**WORK TO COMPLETE**
Can you give the lines below, from the one holding "TARGET: yellow flower center" through the last line, inclusive, as a numbered list with blank lines left out?

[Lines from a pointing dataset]
::::::::::
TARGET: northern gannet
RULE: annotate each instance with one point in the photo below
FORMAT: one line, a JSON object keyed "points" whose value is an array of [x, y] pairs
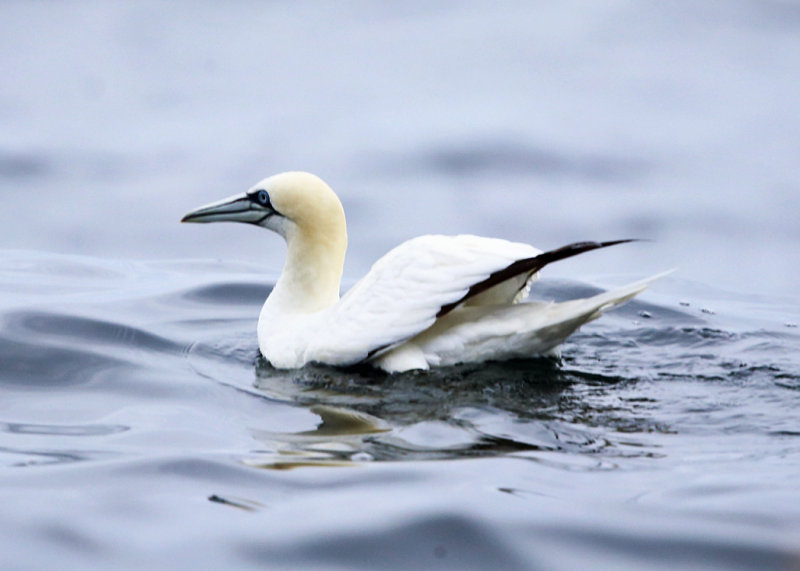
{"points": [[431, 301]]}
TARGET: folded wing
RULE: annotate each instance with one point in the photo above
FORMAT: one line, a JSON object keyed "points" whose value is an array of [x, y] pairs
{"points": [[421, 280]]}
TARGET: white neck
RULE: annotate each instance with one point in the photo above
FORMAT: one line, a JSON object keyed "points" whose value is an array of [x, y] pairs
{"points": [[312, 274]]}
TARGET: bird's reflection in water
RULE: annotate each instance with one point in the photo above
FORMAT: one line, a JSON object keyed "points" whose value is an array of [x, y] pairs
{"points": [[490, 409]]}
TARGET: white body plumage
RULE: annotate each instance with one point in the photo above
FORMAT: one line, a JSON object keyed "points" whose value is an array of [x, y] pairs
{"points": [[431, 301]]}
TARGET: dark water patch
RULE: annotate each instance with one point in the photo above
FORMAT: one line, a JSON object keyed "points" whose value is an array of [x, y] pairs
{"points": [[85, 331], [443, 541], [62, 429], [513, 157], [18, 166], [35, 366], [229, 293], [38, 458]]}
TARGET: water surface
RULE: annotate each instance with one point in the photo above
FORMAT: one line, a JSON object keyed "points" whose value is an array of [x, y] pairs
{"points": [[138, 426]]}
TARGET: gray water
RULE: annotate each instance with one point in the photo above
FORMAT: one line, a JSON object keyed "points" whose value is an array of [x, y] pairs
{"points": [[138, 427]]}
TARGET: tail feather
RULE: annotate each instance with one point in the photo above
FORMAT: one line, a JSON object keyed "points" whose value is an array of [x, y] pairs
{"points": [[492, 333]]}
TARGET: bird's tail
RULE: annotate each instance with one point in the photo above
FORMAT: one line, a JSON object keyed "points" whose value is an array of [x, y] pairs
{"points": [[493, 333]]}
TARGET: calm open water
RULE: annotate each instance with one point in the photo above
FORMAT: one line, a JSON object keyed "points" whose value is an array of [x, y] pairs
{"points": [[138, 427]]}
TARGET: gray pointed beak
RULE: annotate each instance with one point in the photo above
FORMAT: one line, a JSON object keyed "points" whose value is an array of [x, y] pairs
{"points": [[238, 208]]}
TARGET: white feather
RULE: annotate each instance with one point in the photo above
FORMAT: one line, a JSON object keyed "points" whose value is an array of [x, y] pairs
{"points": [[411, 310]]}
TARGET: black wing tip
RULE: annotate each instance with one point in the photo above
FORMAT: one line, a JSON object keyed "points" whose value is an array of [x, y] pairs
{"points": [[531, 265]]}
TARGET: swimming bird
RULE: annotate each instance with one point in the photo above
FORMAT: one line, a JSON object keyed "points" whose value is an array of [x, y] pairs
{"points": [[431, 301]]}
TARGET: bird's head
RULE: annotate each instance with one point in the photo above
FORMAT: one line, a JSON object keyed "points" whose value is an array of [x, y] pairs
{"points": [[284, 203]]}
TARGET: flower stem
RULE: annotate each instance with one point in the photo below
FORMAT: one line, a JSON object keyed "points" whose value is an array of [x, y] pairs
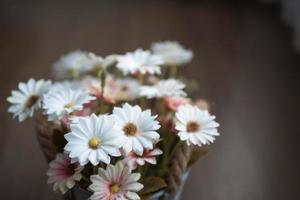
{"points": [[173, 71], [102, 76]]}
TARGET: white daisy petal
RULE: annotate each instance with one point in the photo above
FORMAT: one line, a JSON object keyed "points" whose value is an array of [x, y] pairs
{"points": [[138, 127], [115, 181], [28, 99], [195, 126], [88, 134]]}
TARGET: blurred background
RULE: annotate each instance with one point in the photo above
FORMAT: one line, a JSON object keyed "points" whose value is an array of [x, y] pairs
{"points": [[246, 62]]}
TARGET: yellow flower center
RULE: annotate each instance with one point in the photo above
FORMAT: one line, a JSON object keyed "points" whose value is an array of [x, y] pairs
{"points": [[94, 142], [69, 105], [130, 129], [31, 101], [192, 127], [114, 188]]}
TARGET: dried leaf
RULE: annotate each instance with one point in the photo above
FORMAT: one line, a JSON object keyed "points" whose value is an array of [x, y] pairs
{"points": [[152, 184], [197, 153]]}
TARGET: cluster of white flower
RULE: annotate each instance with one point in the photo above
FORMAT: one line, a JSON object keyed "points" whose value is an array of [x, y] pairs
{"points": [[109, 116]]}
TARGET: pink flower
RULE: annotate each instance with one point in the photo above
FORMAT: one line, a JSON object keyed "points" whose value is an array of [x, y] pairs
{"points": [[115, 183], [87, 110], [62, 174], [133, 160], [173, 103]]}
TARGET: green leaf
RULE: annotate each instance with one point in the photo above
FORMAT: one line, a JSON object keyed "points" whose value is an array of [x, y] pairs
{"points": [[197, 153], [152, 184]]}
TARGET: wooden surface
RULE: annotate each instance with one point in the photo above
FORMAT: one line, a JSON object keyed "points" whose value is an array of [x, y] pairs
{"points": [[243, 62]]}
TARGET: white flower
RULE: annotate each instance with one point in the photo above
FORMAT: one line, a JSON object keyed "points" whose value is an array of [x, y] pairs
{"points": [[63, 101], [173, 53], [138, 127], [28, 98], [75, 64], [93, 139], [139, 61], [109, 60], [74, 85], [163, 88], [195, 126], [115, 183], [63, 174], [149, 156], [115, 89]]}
::::::::::
**RESULT OF THE EXERCISE**
1. TARGET: yellow flower center
2. RULE: annotate each instance with one point in the photo above
3. FORMAT: one line, a JSON object keyed "points" whose value is an array of [x, y] pairs
4. {"points": [[94, 142], [69, 105], [130, 129], [31, 101], [192, 127], [114, 188]]}
5. TARGET: dried leaf
6. RULE: annotate each instance with one point in the photo above
7. FORMAT: one line, a JSON object keyed "points" whose value is an array of [x, y] pairs
8. {"points": [[152, 184], [197, 153]]}
9. TARGET: cluster of white flower
10. RULE: annotate each instance with one point in the photo above
11. FORMAT: one line, a JSON object keyed "points" whose value is an array of [x, y] pairs
12. {"points": [[109, 116]]}
13. TARGET: pink flower
14. RULE: annotate each instance with one point in the photo above
15. FORMAT: one line, a JSON object keyed "points" whose value is an array of [x, y] pairs
16. {"points": [[115, 183], [87, 110], [62, 174], [133, 160], [173, 103]]}
17. TARGET: green leaf
18. RULE: annotate each instance with one point in the photo above
19. FORMAT: one line, a JSON object keyed "points" whose value is an array of [x, y] pairs
20. {"points": [[197, 153], [152, 184]]}
21. TARGET: wooden surface
22. RULE: annotate each instance with one point in the photo above
23. FORMAT: one line, a JSON object keyed "points" whose value is an array of [x, y] pairs
24. {"points": [[243, 62]]}
25. TARGET: white flower
26. RULE: annotate each instance with one point in the photo above
27. FORMAT: one line, a JSON object keyed "points" whose value is an array of [x, y] pairs
28. {"points": [[63, 101], [173, 53], [138, 127], [28, 98], [75, 64], [93, 139], [139, 61], [109, 60], [74, 85], [163, 88], [195, 126], [115, 183], [63, 174], [149, 156], [115, 89]]}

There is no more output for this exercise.